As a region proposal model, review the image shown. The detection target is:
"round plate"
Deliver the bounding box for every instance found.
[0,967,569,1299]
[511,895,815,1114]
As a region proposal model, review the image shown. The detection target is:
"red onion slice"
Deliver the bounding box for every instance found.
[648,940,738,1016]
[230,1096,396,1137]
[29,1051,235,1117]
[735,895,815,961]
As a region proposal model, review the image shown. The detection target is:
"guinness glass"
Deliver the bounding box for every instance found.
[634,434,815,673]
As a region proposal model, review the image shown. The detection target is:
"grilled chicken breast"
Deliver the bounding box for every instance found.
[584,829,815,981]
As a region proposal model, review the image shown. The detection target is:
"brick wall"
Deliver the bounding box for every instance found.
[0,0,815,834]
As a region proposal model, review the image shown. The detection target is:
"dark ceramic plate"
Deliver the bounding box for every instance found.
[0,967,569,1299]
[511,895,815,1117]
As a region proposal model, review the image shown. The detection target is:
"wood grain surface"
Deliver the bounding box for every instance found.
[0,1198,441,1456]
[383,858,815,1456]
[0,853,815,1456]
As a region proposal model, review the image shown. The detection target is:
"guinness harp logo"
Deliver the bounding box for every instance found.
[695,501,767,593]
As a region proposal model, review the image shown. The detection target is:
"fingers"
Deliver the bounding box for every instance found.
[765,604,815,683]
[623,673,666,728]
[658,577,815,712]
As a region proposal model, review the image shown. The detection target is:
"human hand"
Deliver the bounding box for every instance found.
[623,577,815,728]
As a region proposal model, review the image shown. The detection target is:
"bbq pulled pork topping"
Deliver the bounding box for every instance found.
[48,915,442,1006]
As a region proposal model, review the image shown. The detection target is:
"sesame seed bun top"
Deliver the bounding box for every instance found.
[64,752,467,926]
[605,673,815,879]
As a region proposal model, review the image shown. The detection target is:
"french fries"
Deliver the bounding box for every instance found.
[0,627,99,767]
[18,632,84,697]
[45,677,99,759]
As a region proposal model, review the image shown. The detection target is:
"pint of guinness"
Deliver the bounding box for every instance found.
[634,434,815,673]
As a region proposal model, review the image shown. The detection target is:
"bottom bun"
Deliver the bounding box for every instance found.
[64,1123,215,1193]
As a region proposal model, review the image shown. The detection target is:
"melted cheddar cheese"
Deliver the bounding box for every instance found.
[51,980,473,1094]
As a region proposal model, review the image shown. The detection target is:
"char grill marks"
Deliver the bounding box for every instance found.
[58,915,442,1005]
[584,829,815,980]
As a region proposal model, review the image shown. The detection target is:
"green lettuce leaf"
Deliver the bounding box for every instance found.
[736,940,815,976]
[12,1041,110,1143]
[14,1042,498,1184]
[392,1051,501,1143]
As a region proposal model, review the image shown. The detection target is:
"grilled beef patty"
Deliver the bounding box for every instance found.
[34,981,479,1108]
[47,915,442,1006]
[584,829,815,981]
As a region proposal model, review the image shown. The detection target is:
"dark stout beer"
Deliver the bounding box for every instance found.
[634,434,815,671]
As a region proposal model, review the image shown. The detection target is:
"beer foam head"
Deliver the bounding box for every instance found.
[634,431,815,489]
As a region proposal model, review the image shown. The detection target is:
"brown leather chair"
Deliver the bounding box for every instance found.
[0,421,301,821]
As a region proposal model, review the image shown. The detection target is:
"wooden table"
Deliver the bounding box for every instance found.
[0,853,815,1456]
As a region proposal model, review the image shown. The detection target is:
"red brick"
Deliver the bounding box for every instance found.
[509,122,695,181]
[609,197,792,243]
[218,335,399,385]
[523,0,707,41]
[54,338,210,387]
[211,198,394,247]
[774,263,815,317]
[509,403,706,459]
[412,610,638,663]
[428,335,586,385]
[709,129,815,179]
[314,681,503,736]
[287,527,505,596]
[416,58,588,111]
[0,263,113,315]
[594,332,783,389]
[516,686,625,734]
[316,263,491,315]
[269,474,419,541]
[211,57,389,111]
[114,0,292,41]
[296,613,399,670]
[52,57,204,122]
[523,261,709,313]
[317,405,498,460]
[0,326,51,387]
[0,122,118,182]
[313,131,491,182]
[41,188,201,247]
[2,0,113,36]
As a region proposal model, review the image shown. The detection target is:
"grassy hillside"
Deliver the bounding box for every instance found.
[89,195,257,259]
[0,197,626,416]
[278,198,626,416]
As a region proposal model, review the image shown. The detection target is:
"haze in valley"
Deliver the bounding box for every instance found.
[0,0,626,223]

▶ [Your goal] Return every line of the material above verbatim, in its original order.

▶ [Written answer]
As a region proposal model, review the image shown. The detection target is:
"round plate"
Deliver the bounding box for every instance found.
[0,967,569,1299]
[511,895,815,1114]
As a region proposal model, review the image shown. The detection target is:
"red onion slice"
Deliver the bounding box for every instance found.
[648,940,738,1016]
[230,1096,396,1137]
[29,1051,235,1117]
[735,895,815,961]
As a region proposal model, review the image shown. The detection target is:
"guinness glass"
Deliver the bounding box for every instance found.
[634,434,815,673]
As a region proposal model, review the image shown. The detection target is:
"grilled chicken breast"
Deliver the bounding box for every instance found.
[584,829,815,981]
As a region proposal model, review the image shown. The detection target is:
"brick wall"
Deliver the bounding box for every instance found.
[0,0,815,834]
As a region proposal model, review the image shown. The detection target is:
"dark ceramic plate"
Deliver the bounding box for every instance found.
[0,967,569,1299]
[511,895,815,1117]
As a region proposal model, review the image shown. The detection target is:
"wood grain surface"
Deliver the bounding box for every instance found.
[0,1198,441,1456]
[383,858,815,1456]
[0,853,815,1456]
As a region proposal model, review the image shown. The detection target is:
"guinness harp logo"
Deliver the bounding box for every instance found.
[695,501,767,593]
As a region proposal model, review the image shown. The detection target is:
"fingers"
Deliver the bounding box for every instance found.
[765,604,815,683]
[623,673,666,728]
[658,577,815,712]
As a region proposal model, review the image shown. The detection target is:
"human hand"
Deliver the bounding box for every instance found.
[623,577,815,728]
As a region proposal model, review the image shown. The detection target is:
"bbq pulled pork topping"
Deliver the bounding box for every instance found.
[48,915,442,1006]
As a region proposal model, review the image shown. The detection target is:
"sesame seed bun top"
Deliver the bounding box for every instance found.
[64,752,467,926]
[605,673,815,879]
As a region proposal model, review the image shown. The detection target is:
"french fries"
Deliver the bounding box for every instance found.
[0,627,99,767]
[18,632,84,697]
[45,677,99,759]
As a region proposal model, review the image shown. The detection target is:
"pint of guinness"
Deliver the bounding box for every instance found.
[634,434,815,673]
As a region proposal model, review the image shown. The detection target is:
"bottom bun"
Deliver the bounding box for every instance found.
[64,1123,215,1193]
As a region proposal model, review the image shown. The detection target is:
"melted cheddar cheese"
Deliver the bounding box for every instance found.
[51,980,473,1094]
As a region proposal model, review the image shown. The detection target is:
"char grill marks"
Deliver the bounding box for every instance found.
[58,915,442,1005]
[584,829,815,980]
As a region proposal model, review the image shown. The detection target is:
"green lettuce leaf"
Deliver the bounding box for every instance found.
[736,940,815,976]
[12,1041,110,1143]
[14,1042,498,1184]
[392,1051,501,1143]
As a region proposal model, review the image shown. The detection target is:
"grilled beef patty"
Deliver the bounding box for every instance found.
[34,981,479,1108]
[47,915,442,1006]
[584,829,815,981]
As a region proposal model, review the image shown. The detection target is:
"dark stout beer"
Deliver the bounding box for every instance found.
[634,434,815,671]
As a region proposal model, review the image shown. The detection target is:
"beer foam head"
Deliver the bounding box for every instance found.
[634,431,815,489]
As a region proposal model, review the image shown. The detection target is:
"brown leather chair"
Deliver the bounding box for every instance found.
[0,421,301,821]
As a region proposal model, review the image shown. The detection target is:
"wooden table"
Deliver the bounding box for every instance found.
[0,853,815,1456]
As a region proposal model, review the image shown. The detection target is:
"red brick"
Deliver the bounding box for every instance found.
[509,122,695,181]
[609,197,792,243]
[218,335,399,385]
[523,0,707,41]
[54,338,210,387]
[211,198,394,247]
[774,263,815,317]
[509,403,706,459]
[412,610,638,663]
[428,335,586,385]
[709,129,815,179]
[314,681,503,736]
[287,527,505,596]
[416,58,588,111]
[0,263,113,315]
[594,332,783,389]
[516,686,625,734]
[316,263,491,315]
[269,474,419,541]
[211,57,389,111]
[114,0,292,41]
[296,613,399,670]
[52,57,204,122]
[523,261,709,313]
[317,405,498,460]
[0,326,51,387]
[0,122,118,182]
[313,131,491,182]
[41,188,201,247]
[2,0,113,36]
As a region proposal model, review the image shown. The detection target is:
"grassy hillside"
Deliver the bounding box for every instance found.
[89,195,257,259]
[0,197,626,416]
[278,198,626,416]
As a region proposal model, review the image shown. The detection target is:
"haze in valley"
Deliver the bounding box for every instance found.
[0,0,626,223]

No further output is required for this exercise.